WORK INSTRUCTIONS =>
All of the entries should be returned without a single change.

MATERIAL PROVIDED =>
★ ★ ★ ★ ★
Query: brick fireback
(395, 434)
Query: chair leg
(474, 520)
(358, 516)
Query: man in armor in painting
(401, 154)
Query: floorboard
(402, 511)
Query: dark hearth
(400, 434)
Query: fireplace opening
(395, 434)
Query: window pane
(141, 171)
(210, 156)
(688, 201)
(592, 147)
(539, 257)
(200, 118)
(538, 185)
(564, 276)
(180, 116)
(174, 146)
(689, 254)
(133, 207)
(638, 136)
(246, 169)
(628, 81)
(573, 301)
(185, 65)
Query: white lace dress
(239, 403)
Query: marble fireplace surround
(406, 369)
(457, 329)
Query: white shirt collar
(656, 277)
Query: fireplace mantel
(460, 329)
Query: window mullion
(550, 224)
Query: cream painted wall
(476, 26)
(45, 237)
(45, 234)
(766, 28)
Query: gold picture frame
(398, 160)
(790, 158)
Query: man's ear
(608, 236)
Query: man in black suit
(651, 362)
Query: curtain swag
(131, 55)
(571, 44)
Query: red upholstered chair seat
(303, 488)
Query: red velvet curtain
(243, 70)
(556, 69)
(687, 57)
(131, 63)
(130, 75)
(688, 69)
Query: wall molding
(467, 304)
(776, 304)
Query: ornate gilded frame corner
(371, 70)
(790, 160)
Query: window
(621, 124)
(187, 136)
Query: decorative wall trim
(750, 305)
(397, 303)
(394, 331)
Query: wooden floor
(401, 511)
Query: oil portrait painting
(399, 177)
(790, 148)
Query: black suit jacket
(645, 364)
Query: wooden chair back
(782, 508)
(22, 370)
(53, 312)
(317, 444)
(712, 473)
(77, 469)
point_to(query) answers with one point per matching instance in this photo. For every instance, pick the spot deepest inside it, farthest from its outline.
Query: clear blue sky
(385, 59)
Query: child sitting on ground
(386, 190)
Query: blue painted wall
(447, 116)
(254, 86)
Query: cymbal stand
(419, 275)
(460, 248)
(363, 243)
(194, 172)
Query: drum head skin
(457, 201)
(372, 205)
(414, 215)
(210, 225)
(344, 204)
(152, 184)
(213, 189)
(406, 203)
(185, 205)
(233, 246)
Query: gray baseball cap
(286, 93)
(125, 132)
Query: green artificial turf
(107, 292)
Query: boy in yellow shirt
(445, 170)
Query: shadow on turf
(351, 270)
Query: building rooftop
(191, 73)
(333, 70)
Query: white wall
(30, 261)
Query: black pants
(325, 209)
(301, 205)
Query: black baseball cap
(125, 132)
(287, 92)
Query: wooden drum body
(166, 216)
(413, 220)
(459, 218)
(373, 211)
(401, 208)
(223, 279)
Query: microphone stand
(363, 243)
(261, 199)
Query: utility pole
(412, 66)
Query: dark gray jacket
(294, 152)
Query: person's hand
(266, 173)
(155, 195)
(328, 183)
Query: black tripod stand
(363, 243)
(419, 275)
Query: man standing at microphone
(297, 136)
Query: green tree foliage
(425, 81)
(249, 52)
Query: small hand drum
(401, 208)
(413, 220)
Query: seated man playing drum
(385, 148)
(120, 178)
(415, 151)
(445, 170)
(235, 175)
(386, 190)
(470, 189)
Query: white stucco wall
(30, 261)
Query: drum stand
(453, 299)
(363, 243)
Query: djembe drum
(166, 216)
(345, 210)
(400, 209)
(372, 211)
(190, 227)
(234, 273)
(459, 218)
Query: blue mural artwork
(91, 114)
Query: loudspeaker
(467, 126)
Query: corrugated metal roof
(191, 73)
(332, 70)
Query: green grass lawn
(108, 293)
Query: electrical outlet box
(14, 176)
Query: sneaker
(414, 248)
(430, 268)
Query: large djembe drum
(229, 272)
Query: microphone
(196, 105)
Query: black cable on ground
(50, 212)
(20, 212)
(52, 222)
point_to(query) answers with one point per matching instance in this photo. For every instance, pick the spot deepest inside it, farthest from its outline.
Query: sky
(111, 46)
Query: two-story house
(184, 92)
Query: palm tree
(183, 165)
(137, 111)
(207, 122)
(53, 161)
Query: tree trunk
★ ★ ★ ★ ★
OUTPUT FOR THIS EXERCISE =>
Query: brick fireback
(395, 434)
Query: chair leg
(474, 520)
(358, 516)
Query: man in armor in painting
(401, 154)
Query: floorboard
(402, 511)
Query: dark hearth
(400, 434)
Query: fireplace opening
(395, 434)
Query: window pane
(141, 171)
(210, 156)
(688, 201)
(592, 147)
(539, 257)
(200, 118)
(538, 185)
(564, 276)
(180, 116)
(174, 146)
(689, 254)
(133, 207)
(638, 136)
(246, 169)
(628, 81)
(573, 301)
(185, 65)
Query: white lace dress
(239, 403)
Query: marble fireplace surround
(406, 369)
(457, 329)
Query: white shirt collar
(656, 277)
Query: fireplace mantel
(460, 329)
Query: window mullion
(550, 224)
Query: cream painted wall
(476, 26)
(45, 237)
(45, 234)
(766, 28)
Query: gold picture frame
(398, 160)
(790, 158)
Query: man's ear
(608, 236)
Query: man in black suit
(651, 362)
Query: curtain swag
(131, 55)
(571, 44)
Query: red upholstered chair seat
(303, 488)
Query: red velvet curtain
(243, 70)
(556, 69)
(687, 57)
(131, 63)
(130, 75)
(688, 69)
Query: wall molding
(467, 304)
(776, 304)
Query: ornate gilded frame corner
(371, 70)
(790, 160)
Query: window
(621, 124)
(187, 136)
Query: decorative wall trim
(750, 305)
(397, 303)
(394, 331)
Query: wooden floor
(401, 511)
Query: oil portrait painting
(399, 177)
(790, 148)
Query: black suit jacket
(645, 364)
Query: wooden chair back
(782, 508)
(22, 370)
(53, 312)
(317, 444)
(712, 473)
(77, 469)
point_to(query) answers with one point per matching instance in this photo. For every instance, pick the spot deepest inside it, farthest from its outline.
Query: clear blue sky
(385, 59)
Query: child sitting on ground
(386, 190)
Query: blue painted wall
(447, 116)
(254, 86)
Query: cymbal stand
(419, 275)
(460, 248)
(363, 243)
(194, 172)
Query: drum head skin
(457, 201)
(372, 205)
(414, 215)
(210, 225)
(344, 204)
(152, 184)
(213, 189)
(406, 203)
(185, 205)
(233, 246)
Query: gray baseball cap
(286, 93)
(125, 132)
Query: green artificial turf
(107, 292)
Query: boy in yellow shirt
(445, 170)
Query: shadow on turf
(351, 270)
Query: building rooftop
(191, 73)
(333, 70)
Query: white wall
(30, 261)
Query: black pants
(325, 209)
(301, 205)
Query: black baseball cap
(125, 132)
(287, 92)
Query: wooden drum body
(166, 216)
(413, 220)
(459, 218)
(373, 211)
(401, 208)
(223, 279)
Query: microphone stand
(363, 243)
(261, 199)
Query: utility pole
(412, 66)
Query: dark gray jacket
(294, 152)
Query: person's hand
(266, 173)
(155, 195)
(328, 183)
Query: black tripod stand
(363, 243)
(419, 275)
Query: man standing at microphone
(297, 136)
Query: green tree foliage
(425, 81)
(249, 52)
Query: small hand drum
(401, 208)
(413, 220)
Query: seated man playing drum
(385, 148)
(120, 178)
(415, 151)
(445, 170)
(235, 175)
(386, 190)
(470, 189)
Query: white stucco wall
(30, 261)
Query: drum stand
(453, 299)
(363, 243)
Query: djembe drum
(166, 216)
(345, 210)
(400, 209)
(372, 211)
(190, 227)
(234, 273)
(459, 218)
Query: blue mural artwork
(91, 114)
Query: loudspeaker
(467, 126)
Query: corrugated metal roof
(191, 73)
(332, 70)
Query: green grass lawn
(108, 293)
Query: electrical outlet box
(14, 176)
Query: sneaker
(414, 248)
(430, 268)
Query: large djembe drum
(229, 272)
Query: microphone
(196, 105)
Query: black cable on ground
(50, 212)
(20, 212)
(52, 222)
point_to(query) answers with one point per matching instance in this photo. For every instance, pick the spot deepest inside it, farthest from its outline.
Query: sky
(111, 46)
Query: two-story house
(184, 92)
Query: palm tree
(183, 165)
(137, 111)
(207, 122)
(53, 161)
Query: tree trunk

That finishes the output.